Here's what a file should contain:

A cover letter. At Ramsey Solutions, a full-service financial counseling and education company based in Franklin, Tennessee, Dave Ramsey calls the file a legacy drawer. It's not an actual drawer; it's more likely online, in a personal computer folder or on paper. He says the cover letter is a simple letter stating the purpose of the file folder. It tells loved ones exactly what they will find in the "drawer."

It's not an actual drawer; it's more likely online, in a personal computer folder or on paper.

Your will and estate plan. Include the names of the executor and beneficiaries and say who, if anyone, you want to give your power of attorney — that is, permission to act on your behalf.

Financial account information. Ramsey says anything with money in it and your name on it should be listed in the emergency file folder or in your "drawer." That includes account names, numbers, balances, payment dates and login information.

These may include:

• Checking and savings accounts.

• Brokerage, retirement and education accounts.

• Employee sponsored retirement accounts like 401(k)s and 403(b)s.

**Things to do:**
A. In the passage about what an emergency file should contain, what does Dave Ramsey call the file?
B. Carry on the passage about what an emergency file should contain, picking up after its last line.

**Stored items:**
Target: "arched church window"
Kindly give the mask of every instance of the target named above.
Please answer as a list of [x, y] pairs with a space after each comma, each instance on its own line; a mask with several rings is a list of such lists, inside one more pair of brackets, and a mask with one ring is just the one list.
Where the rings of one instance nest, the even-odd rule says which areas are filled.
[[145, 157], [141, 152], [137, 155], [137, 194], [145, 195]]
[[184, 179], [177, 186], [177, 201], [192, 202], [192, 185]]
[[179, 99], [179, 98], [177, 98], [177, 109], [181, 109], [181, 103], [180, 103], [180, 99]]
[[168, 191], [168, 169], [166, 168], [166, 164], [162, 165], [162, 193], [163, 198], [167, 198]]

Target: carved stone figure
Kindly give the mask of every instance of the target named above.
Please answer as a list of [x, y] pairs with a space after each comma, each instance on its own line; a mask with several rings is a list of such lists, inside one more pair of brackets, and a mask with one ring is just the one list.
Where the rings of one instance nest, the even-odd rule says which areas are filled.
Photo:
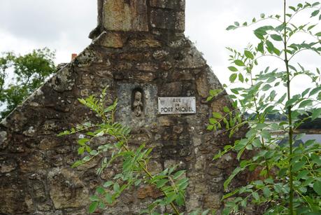
[[141, 92], [135, 92], [134, 95], [133, 109], [136, 116], [141, 116], [143, 111], [143, 102], [141, 102]]

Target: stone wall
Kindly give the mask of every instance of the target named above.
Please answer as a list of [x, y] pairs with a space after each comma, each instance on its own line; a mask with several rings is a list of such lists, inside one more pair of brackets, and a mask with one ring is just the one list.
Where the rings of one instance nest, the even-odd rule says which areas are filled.
[[[119, 165], [101, 176], [95, 174], [99, 159], [71, 169], [80, 158], [76, 137], [56, 134], [95, 120], [77, 99], [98, 95], [106, 86], [107, 102], [119, 99], [117, 120], [132, 127], [131, 144], [154, 148], [150, 169], [177, 164], [187, 169], [190, 185], [183, 209], [221, 208], [222, 183], [237, 162], [233, 154], [212, 158], [233, 140], [206, 128], [211, 113], [230, 103], [224, 95], [206, 102], [209, 90], [222, 86], [184, 36], [184, 6], [183, 0], [99, 1], [92, 44], [0, 125], [1, 214], [87, 214], [95, 186], [117, 174]], [[146, 107], [139, 117], [131, 109], [137, 88]], [[158, 115], [158, 97], [180, 96], [196, 97], [196, 114]], [[158, 197], [142, 185], [100, 213], [138, 214]]]

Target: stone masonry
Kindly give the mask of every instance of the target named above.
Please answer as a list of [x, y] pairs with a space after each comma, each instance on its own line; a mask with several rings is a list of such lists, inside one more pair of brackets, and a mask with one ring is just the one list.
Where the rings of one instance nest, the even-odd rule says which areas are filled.
[[[187, 169], [183, 209], [221, 209], [222, 183], [237, 162], [234, 154], [212, 160], [233, 140], [207, 131], [206, 125], [213, 111], [231, 105], [224, 95], [206, 102], [208, 91], [222, 86], [184, 30], [184, 0], [99, 0], [92, 43], [0, 125], [0, 214], [87, 214], [96, 186], [118, 166], [101, 176], [98, 160], [72, 169], [80, 158], [76, 137], [56, 135], [94, 120], [77, 99], [99, 95], [107, 86], [108, 102], [119, 99], [117, 120], [132, 127], [131, 144], [154, 148], [150, 169]], [[135, 89], [143, 92], [145, 107], [140, 116], [131, 109]], [[159, 115], [158, 97], [195, 97], [197, 113]], [[141, 185], [99, 214], [138, 214], [159, 196]]]

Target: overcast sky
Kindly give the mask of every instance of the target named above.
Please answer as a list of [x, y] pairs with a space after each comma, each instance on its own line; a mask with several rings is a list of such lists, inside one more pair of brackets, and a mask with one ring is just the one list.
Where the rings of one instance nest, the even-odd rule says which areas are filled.
[[[229, 53], [225, 47], [242, 48], [255, 43], [251, 28], [227, 32], [234, 21], [250, 21], [261, 13], [280, 14], [283, 0], [186, 0], [185, 34], [196, 42], [222, 83], [229, 77]], [[288, 0], [289, 5], [301, 1]], [[300, 21], [304, 21], [305, 18]], [[96, 0], [1, 0], [0, 52], [25, 53], [48, 47], [56, 50], [56, 63], [70, 61], [73, 53], [81, 52], [91, 40], [97, 25]], [[304, 53], [299, 59], [307, 67], [320, 67], [320, 58]], [[269, 65], [271, 60], [262, 62]], [[273, 66], [276, 64], [273, 63]], [[294, 83], [299, 90], [308, 84]]]

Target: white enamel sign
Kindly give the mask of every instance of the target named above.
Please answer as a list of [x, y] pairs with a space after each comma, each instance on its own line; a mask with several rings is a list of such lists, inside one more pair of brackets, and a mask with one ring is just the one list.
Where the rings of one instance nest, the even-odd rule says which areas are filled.
[[158, 113], [196, 113], [195, 97], [159, 97]]

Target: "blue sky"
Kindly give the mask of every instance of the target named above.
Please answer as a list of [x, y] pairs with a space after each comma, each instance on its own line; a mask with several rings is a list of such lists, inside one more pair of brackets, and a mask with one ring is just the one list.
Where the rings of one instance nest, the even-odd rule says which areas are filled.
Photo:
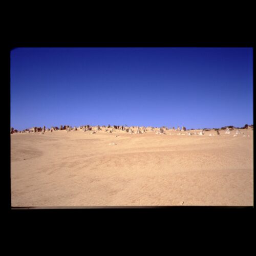
[[11, 52], [11, 126], [253, 123], [252, 48]]

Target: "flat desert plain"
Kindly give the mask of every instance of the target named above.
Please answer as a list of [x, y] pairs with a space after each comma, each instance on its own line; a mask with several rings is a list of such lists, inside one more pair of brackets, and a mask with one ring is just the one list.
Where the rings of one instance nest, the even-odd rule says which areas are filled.
[[253, 131], [241, 131], [11, 134], [12, 206], [251, 206]]

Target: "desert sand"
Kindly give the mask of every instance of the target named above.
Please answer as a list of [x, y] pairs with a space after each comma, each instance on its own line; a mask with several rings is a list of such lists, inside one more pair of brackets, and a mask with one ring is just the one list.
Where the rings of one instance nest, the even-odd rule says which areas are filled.
[[11, 134], [12, 206], [251, 206], [253, 131], [241, 131]]

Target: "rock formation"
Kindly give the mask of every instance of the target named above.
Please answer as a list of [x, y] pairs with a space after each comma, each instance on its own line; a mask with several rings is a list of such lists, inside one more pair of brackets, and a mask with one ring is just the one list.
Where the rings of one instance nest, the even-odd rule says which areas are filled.
[[227, 127], [226, 129], [226, 132], [225, 132], [225, 134], [230, 134], [230, 131], [229, 131], [229, 128], [228, 127]]

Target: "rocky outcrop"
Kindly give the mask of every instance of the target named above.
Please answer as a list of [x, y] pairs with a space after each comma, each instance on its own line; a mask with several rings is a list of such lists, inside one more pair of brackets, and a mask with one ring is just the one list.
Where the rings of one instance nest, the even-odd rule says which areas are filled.
[[230, 131], [229, 131], [229, 128], [228, 128], [228, 127], [227, 127], [227, 128], [226, 129], [225, 134], [230, 134]]

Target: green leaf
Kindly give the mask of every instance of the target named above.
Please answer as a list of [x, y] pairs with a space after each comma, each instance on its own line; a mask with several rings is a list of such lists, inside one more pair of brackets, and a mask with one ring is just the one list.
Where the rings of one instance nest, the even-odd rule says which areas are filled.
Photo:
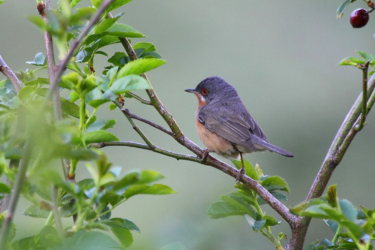
[[326, 197], [328, 204], [333, 207], [337, 207], [337, 192], [336, 191], [336, 184], [329, 186]]
[[89, 133], [99, 130], [105, 130], [110, 128], [113, 127], [116, 123], [116, 120], [112, 119], [110, 120], [102, 120], [90, 124], [86, 130], [86, 133]]
[[141, 75], [165, 63], [165, 61], [156, 58], [146, 58], [132, 61], [126, 64], [120, 70], [117, 74], [117, 78], [130, 75]]
[[168, 195], [176, 193], [168, 186], [162, 184], [154, 184], [151, 186], [143, 184], [131, 186], [124, 192], [123, 195], [128, 199], [136, 195]]
[[[239, 169], [242, 167], [242, 163], [240, 160], [232, 159], [231, 161], [234, 163], [237, 169]], [[246, 175], [253, 180], [255, 180], [256, 181], [259, 180], [259, 178], [258, 178], [258, 175], [256, 174], [256, 172], [255, 172], [255, 169], [254, 169], [254, 168], [251, 164], [246, 159], [243, 159], [243, 166], [245, 168], [245, 172]]]
[[250, 226], [253, 229], [253, 230], [255, 232], [258, 230], [260, 230], [265, 226], [266, 222], [266, 220], [255, 220], [248, 214], [245, 214], [244, 217], [246, 221], [248, 222], [249, 225], [250, 225]]
[[127, 228], [117, 227], [111, 227], [111, 231], [120, 241], [122, 246], [124, 248], [129, 247], [133, 244], [133, 236]]
[[39, 52], [35, 55], [35, 58], [32, 61], [27, 61], [26, 63], [32, 64], [33, 65], [44, 65], [46, 63], [45, 56], [41, 52]]
[[80, 118], [80, 106], [75, 103], [71, 102], [64, 97], [60, 97], [61, 109], [67, 115], [76, 118]]
[[82, 233], [82, 231], [76, 233], [73, 237], [65, 238], [64, 243], [66, 247], [63, 249], [103, 250], [118, 248], [120, 247], [118, 243], [104, 234], [94, 231]]
[[117, 106], [114, 103], [111, 103], [108, 105], [108, 108], [110, 111], [113, 111], [117, 108]]
[[116, 22], [118, 18], [124, 14], [124, 12], [121, 12], [119, 15], [117, 15], [116, 17], [114, 17], [113, 18], [107, 18], [105, 19], [104, 21], [103, 21], [100, 24], [100, 25], [95, 30], [95, 34], [100, 34], [100, 33], [102, 33], [103, 32], [106, 31], [114, 23]]
[[23, 151], [22, 148], [12, 148], [5, 152], [4, 156], [6, 159], [20, 160], [22, 159]]
[[345, 58], [340, 62], [338, 66], [346, 66], [351, 65], [352, 66], [357, 66], [357, 64], [364, 64], [364, 62], [355, 57], [349, 57]]
[[113, 134], [103, 131], [90, 132], [84, 135], [82, 138], [87, 144], [118, 141], [118, 138]]
[[22, 213], [27, 216], [33, 218], [47, 218], [49, 216], [50, 213], [51, 211], [42, 209], [35, 205], [32, 205]]
[[261, 185], [268, 191], [282, 191], [290, 192], [290, 189], [285, 180], [279, 176], [270, 176], [262, 182]]
[[239, 207], [237, 205], [228, 204], [226, 202], [219, 201], [211, 204], [207, 213], [210, 218], [218, 219], [228, 216], [243, 215], [248, 213], [248, 211], [243, 206]]
[[346, 219], [352, 222], [357, 220], [358, 216], [358, 210], [350, 201], [345, 199], [341, 199], [339, 201], [339, 205], [341, 213], [345, 216]]
[[364, 51], [361, 51], [358, 50], [356, 50], [356, 52], [359, 55], [359, 56], [361, 57], [362, 59], [363, 59], [363, 60], [365, 62], [368, 61], [372, 61], [374, 60], [375, 60], [375, 58], [374, 58], [374, 56], [372, 55], [371, 54], [369, 54], [369, 53], [365, 52]]
[[340, 6], [339, 8], [337, 9], [337, 18], [341, 18], [344, 15], [344, 11], [345, 10], [345, 9], [346, 8], [346, 7], [348, 7], [348, 6], [349, 5], [349, 4], [350, 3], [350, 2], [352, 1], [352, 0], [347, 0]]
[[115, 94], [118, 94], [133, 90], [150, 89], [151, 88], [148, 82], [143, 77], [138, 75], [130, 75], [119, 78], [112, 84], [109, 90]]

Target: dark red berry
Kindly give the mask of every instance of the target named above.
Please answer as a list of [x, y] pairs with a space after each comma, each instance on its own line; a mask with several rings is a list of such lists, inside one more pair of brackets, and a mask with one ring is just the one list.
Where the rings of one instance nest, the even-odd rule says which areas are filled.
[[369, 18], [367, 10], [358, 9], [353, 11], [350, 15], [350, 24], [353, 28], [362, 28], [367, 24]]

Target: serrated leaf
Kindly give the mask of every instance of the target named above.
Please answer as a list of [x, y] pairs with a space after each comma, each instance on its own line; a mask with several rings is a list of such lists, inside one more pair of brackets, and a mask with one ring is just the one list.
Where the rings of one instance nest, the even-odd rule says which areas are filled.
[[248, 214], [245, 214], [244, 217], [251, 228], [256, 232], [263, 228], [266, 224], [266, 220], [255, 220]]
[[116, 123], [116, 120], [112, 119], [110, 120], [102, 120], [96, 121], [90, 124], [86, 130], [87, 133], [97, 131], [99, 130], [105, 130], [110, 128], [113, 127]]
[[22, 159], [23, 152], [22, 148], [12, 148], [5, 152], [4, 156], [6, 159], [20, 160]]
[[27, 216], [33, 218], [47, 218], [51, 211], [42, 209], [39, 207], [32, 205], [28, 208], [22, 213]]
[[[233, 163], [237, 169], [239, 169], [242, 167], [242, 163], [240, 160], [231, 159], [231, 161]], [[259, 180], [254, 168], [251, 164], [246, 159], [243, 159], [243, 166], [245, 168], [245, 172], [246, 175], [253, 180], [255, 180], [256, 181]]]
[[328, 204], [333, 207], [337, 207], [337, 192], [336, 184], [330, 186], [328, 188], [326, 198]]
[[46, 57], [41, 52], [39, 52], [35, 55], [35, 58], [32, 61], [27, 61], [26, 63], [33, 65], [44, 65], [46, 63]]
[[151, 186], [143, 184], [131, 186], [124, 192], [123, 195], [128, 199], [136, 195], [168, 195], [176, 193], [170, 187], [163, 184], [153, 184]]
[[124, 249], [128, 248], [133, 244], [133, 235], [127, 228], [117, 227], [111, 227], [111, 231], [120, 241]]
[[338, 66], [351, 65], [356, 66], [357, 64], [364, 64], [364, 62], [358, 57], [349, 57], [342, 59], [337, 65]]
[[103, 131], [93, 131], [88, 133], [84, 135], [82, 138], [87, 144], [118, 141], [118, 138], [113, 134]]
[[105, 19], [95, 30], [95, 34], [100, 34], [106, 31], [110, 27], [118, 20], [118, 18], [123, 14], [124, 14], [124, 12], [121, 12], [120, 13], [120, 15], [117, 15], [116, 17], [114, 17], [113, 18], [107, 18]]
[[341, 18], [344, 15], [344, 11], [352, 0], [347, 0], [342, 4], [337, 9], [337, 18]]
[[281, 190], [290, 192], [288, 183], [279, 176], [270, 176], [262, 181], [261, 185], [270, 192]]
[[350, 201], [345, 199], [341, 199], [339, 201], [339, 205], [341, 213], [345, 216], [346, 219], [352, 222], [357, 220], [358, 210]]
[[375, 58], [374, 58], [374, 55], [371, 55], [371, 54], [369, 54], [367, 52], [358, 50], [356, 50], [356, 52], [357, 52], [358, 55], [359, 55], [359, 56], [361, 57], [361, 58], [363, 59], [363, 60], [365, 61], [372, 61], [374, 60], [375, 60]]
[[207, 213], [210, 218], [218, 219], [228, 216], [243, 215], [247, 212], [244, 208], [239, 209], [238, 206], [224, 201], [219, 201], [212, 204], [208, 208]]
[[156, 58], [146, 58], [132, 61], [126, 64], [117, 73], [117, 79], [130, 75], [141, 75], [165, 63], [165, 61]]
[[151, 88], [150, 84], [144, 78], [138, 75], [131, 75], [118, 78], [112, 84], [109, 90], [115, 94], [118, 94]]

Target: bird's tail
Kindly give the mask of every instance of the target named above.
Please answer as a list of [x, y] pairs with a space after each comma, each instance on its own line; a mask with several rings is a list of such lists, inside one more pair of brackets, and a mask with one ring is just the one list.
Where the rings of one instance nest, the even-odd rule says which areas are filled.
[[270, 143], [262, 139], [259, 140], [258, 141], [257, 141], [256, 144], [257, 146], [260, 146], [262, 147], [268, 149], [270, 151], [276, 152], [278, 154], [280, 154], [288, 157], [293, 157], [294, 156], [293, 154], [290, 152], [276, 147], [274, 145], [273, 145]]

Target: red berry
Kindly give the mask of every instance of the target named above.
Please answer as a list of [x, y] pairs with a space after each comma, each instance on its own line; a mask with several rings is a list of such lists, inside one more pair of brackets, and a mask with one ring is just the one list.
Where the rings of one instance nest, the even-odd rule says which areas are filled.
[[350, 15], [350, 24], [353, 28], [362, 28], [367, 24], [369, 18], [367, 10], [358, 9], [353, 11]]

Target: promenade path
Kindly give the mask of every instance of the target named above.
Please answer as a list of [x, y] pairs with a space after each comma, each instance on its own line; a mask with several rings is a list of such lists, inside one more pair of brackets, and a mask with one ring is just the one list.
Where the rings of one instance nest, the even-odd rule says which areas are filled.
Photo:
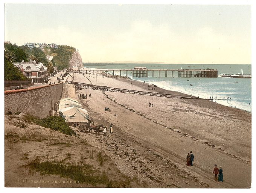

**Your written answers:**
A. A legacy drawer.

B.
• Liabilities like mortgages, loans, credit cards and lines of credit.

• Insurance policies like homeowners, auto, disability and life.

• Other directives such as will, durable and medical power of attorney, trusts, living will and health care directive.

• Important documents like your Social Security card, birth certificate or deeds or titles.

• Professionals' names and contact information (medical, financial and insurance agents).

• Emergency contact information for extended family and friends you want to be notified of your death.

• All passwords, usernames and PINs.

Also Nice to Have

It is helpful to include a monthly budget so your family knows the inner workings of the finances. Make a note of any automated payments and the accounts they're tied to. Also helpful are tax returns from previous years. They are like having an insurance policy in case you're audited (and yes, that can happen after you die).

"You may also wish to include letters to those you love, known as 'legacy letters,' to pass on any parting wishes or worldly wisdom."

You may also want to add funeral instructions. "Your loved ones shouldn't have to guess what you would have chosen," says Ramsey. Be specific. Do you want to be buried or cremated? Is there a funeral home you prefer? What do you want to include in your service—specific songs, speakers, anything loved ones should know?

"You may also wish to include letters to those you love, known as 'legacy letters,' to pass on any parting wishes or worldly wisdom," says Kaphammer.

Where to Store Your Folder

While you may think that a safety deposit box is your best bet, Kaphammer cautions against it. "When a person passes on, the bank restricts access to a safety deposit box until they receive documents from the estate, including a death certificate and proof of who the estate executor is."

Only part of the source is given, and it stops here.